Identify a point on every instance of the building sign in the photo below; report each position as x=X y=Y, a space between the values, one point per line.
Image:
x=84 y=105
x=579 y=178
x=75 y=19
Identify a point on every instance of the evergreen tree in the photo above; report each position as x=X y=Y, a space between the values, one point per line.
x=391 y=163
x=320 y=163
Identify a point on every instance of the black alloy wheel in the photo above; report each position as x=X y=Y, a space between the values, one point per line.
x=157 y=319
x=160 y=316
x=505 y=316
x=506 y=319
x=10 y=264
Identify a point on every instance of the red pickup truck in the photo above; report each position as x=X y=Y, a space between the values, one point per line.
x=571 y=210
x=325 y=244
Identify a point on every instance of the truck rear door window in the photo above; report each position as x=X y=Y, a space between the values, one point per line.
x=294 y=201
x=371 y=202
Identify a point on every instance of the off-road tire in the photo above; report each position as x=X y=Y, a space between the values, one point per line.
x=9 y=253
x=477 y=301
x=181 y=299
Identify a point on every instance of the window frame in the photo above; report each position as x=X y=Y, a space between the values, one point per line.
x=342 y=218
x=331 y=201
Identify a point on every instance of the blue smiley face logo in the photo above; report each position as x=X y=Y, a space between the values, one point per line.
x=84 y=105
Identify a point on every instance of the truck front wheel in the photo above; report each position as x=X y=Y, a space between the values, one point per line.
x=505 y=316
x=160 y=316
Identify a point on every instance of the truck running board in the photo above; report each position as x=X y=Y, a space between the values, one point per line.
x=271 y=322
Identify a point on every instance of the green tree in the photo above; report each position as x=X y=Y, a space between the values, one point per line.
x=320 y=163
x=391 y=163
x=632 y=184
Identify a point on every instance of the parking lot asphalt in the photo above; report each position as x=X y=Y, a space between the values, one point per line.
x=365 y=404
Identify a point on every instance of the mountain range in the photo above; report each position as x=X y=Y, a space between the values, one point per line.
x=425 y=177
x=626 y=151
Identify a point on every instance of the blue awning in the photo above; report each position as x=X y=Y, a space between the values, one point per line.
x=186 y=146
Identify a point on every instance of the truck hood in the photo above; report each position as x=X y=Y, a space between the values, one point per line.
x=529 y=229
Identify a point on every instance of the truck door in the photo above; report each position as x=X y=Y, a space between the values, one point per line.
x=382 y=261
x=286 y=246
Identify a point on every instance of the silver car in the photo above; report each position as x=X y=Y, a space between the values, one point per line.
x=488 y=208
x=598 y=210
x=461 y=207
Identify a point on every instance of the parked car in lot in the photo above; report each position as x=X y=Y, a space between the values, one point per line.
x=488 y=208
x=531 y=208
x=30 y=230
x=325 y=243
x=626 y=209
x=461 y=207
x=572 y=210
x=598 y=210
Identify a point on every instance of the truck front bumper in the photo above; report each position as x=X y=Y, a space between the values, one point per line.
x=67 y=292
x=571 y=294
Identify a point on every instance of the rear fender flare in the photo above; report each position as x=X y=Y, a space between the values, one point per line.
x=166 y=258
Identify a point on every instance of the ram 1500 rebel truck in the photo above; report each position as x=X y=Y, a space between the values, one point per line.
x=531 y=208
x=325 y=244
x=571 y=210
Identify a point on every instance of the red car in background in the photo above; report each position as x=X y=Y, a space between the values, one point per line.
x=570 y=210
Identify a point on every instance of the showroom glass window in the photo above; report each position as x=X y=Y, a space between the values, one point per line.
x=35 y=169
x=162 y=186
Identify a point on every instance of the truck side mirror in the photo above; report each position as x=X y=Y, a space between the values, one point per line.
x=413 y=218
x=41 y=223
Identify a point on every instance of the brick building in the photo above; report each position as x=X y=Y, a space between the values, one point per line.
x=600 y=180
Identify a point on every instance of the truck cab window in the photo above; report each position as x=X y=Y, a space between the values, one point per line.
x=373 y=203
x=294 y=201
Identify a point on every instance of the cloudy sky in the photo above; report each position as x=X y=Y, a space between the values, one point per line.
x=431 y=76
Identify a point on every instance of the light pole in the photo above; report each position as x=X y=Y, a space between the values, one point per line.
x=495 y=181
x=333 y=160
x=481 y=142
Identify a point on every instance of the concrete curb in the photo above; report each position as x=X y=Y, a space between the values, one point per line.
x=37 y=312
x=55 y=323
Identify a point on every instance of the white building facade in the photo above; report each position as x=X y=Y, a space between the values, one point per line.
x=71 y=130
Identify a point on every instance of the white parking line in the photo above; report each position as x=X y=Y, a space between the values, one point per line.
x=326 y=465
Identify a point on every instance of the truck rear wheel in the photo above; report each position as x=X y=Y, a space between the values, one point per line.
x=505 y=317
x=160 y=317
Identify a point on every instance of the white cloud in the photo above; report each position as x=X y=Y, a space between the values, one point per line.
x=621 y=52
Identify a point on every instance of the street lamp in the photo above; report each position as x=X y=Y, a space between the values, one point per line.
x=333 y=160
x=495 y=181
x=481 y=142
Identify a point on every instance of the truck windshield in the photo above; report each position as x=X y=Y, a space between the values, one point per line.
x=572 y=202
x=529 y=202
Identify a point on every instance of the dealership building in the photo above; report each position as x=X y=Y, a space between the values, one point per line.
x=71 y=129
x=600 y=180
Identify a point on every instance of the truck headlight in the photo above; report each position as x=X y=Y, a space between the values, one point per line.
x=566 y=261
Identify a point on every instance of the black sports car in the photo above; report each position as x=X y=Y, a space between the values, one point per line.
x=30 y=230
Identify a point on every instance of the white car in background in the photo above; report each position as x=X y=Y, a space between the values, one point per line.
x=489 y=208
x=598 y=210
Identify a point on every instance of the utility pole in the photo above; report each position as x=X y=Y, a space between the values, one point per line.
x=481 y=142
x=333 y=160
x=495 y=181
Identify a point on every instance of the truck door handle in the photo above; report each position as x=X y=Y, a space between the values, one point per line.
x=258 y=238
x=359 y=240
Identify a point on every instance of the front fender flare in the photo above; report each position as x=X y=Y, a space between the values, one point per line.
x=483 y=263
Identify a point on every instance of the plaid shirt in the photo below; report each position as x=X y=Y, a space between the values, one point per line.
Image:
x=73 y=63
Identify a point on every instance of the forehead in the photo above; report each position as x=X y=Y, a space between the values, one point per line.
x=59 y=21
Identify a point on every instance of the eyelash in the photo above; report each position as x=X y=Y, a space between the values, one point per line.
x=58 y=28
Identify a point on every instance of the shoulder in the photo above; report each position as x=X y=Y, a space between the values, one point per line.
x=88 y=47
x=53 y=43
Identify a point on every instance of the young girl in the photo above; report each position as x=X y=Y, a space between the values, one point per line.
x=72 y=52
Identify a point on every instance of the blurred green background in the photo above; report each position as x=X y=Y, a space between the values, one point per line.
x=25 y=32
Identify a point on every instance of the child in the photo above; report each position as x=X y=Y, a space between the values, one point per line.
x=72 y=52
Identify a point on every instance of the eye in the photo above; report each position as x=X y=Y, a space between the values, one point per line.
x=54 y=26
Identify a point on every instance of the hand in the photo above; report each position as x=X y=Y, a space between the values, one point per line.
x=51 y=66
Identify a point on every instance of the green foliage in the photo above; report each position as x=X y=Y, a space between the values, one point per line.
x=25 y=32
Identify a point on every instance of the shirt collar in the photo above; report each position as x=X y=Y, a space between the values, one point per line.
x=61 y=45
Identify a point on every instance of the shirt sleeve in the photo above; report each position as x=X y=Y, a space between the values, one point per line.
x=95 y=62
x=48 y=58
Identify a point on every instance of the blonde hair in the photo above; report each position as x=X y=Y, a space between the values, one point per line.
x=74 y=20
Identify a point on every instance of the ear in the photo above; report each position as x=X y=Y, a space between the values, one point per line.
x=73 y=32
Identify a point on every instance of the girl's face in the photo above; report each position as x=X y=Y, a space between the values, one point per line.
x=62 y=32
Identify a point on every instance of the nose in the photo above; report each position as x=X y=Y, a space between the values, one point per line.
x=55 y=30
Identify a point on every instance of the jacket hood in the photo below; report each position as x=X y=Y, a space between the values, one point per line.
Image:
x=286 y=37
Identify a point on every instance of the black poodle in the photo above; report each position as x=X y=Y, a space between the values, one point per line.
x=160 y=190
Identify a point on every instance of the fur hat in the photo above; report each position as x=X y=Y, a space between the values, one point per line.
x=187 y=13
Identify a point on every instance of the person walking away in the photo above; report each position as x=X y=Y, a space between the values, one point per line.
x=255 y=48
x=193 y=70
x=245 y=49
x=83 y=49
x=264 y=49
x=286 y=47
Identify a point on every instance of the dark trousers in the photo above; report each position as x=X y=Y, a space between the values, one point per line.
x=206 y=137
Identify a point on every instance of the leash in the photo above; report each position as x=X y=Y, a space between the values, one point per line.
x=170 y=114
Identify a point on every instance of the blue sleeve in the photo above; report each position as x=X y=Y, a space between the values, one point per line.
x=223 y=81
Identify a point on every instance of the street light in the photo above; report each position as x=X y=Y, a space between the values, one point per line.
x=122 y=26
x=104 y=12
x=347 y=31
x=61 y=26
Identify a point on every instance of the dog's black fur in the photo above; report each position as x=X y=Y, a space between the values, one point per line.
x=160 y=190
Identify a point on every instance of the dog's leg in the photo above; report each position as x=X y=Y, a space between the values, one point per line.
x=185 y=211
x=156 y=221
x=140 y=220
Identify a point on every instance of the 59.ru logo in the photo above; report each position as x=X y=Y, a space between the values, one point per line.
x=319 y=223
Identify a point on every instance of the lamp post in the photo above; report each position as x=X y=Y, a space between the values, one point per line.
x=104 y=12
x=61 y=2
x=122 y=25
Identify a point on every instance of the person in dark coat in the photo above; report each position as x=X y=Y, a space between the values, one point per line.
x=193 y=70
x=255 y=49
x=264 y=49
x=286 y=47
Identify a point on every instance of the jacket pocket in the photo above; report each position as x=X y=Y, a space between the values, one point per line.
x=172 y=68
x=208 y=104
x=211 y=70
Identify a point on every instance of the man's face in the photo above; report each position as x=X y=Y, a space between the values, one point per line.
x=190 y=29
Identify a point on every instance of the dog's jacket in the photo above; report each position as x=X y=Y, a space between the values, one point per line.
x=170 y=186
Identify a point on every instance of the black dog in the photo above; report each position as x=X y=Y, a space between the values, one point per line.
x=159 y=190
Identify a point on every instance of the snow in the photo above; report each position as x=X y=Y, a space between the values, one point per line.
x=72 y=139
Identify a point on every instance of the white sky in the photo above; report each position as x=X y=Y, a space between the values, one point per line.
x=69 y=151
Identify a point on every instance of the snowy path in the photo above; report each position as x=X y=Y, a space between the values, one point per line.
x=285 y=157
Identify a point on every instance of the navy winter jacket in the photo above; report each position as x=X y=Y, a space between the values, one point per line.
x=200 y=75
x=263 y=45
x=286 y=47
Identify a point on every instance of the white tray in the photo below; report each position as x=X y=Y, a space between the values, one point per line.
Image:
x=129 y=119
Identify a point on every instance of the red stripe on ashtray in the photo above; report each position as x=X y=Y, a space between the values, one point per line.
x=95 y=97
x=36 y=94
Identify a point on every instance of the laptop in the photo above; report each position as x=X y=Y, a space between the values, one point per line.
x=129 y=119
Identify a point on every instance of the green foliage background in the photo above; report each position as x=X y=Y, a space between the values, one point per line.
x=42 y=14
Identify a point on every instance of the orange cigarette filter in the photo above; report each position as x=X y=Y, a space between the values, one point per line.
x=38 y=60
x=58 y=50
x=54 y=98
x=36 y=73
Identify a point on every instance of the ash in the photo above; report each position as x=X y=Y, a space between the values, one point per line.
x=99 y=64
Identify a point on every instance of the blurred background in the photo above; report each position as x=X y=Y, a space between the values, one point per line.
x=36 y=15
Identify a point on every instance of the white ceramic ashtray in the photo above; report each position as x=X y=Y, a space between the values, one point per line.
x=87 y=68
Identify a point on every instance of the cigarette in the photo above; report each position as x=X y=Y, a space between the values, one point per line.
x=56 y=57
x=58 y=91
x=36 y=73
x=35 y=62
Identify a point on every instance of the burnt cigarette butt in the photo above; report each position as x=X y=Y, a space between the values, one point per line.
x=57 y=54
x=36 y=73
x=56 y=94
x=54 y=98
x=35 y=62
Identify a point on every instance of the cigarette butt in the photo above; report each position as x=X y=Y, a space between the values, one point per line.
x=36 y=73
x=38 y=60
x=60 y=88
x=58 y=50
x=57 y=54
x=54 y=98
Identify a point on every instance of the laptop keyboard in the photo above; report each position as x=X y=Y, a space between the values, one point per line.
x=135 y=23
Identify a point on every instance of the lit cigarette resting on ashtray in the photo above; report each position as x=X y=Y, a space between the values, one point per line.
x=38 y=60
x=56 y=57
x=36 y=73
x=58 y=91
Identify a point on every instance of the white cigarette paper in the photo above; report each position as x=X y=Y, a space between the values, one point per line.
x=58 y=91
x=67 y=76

*THE PROBLEM:* Your task is to find each line in the entries that contains the string "below" and copy it.

*OUTPUT FOR THIS EXERCISE:*
Identify a point on every instance of the building sign in the photo below; report each position as x=X y=Y, a space between the values, one point per line.
Identify a point on every instance of the plaid shirt in the photo below; report each position as x=X y=Y, a space between the values, one point per line.
Identify a point on every instance of the jacket hood in the photo below; report each position as x=X y=Y, a space between the values, one point per line.
Identify a point on every instance of the white tray in the photo below; report each position as x=X y=Y, a space between the values, one point per line.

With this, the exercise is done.